**Problem description**
Find every line in the entries below that contains the string "shirt" and copy each one out. Case counts.

**Information supplied**
>> Start

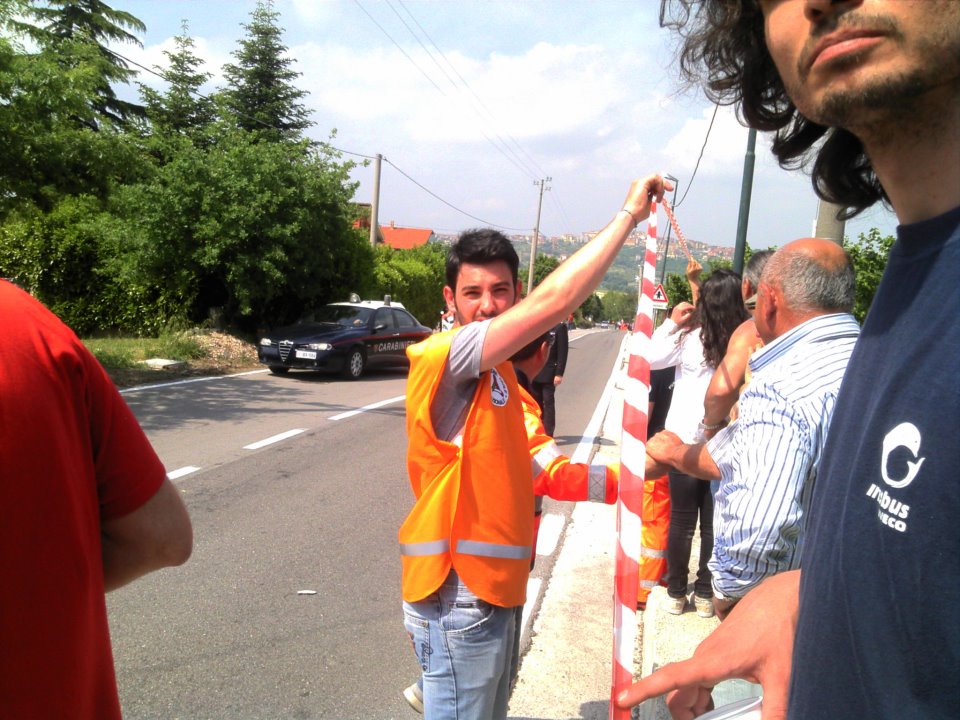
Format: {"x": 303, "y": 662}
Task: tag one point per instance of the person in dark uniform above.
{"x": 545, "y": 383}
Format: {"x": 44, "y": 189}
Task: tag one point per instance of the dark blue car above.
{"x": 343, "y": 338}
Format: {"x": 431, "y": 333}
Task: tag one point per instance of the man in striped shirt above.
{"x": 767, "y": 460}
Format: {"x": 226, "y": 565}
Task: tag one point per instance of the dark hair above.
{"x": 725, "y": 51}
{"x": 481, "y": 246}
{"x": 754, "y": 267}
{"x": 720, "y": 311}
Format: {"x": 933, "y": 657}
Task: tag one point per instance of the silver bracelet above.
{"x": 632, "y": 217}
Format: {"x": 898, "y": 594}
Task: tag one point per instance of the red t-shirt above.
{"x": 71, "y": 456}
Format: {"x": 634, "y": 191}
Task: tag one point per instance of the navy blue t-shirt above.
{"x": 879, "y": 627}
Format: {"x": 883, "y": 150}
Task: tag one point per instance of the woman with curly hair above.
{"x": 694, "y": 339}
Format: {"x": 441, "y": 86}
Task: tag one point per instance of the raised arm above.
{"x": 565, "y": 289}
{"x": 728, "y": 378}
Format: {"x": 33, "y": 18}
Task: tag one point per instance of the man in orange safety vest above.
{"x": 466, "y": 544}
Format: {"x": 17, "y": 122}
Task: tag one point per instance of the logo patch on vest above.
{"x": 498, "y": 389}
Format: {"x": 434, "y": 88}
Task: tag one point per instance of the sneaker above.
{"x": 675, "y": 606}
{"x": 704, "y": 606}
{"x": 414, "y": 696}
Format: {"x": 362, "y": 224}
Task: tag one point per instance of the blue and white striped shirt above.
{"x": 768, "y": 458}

>> End

**Task response**
Task: tag one point per instance of the man in striped shirt above.
Task: tag one point per instance of the red t-shirt above.
Task: tag one point per instance of the navy blue t-shirt above.
Task: tag one point per instance of the blue and white striped shirt above.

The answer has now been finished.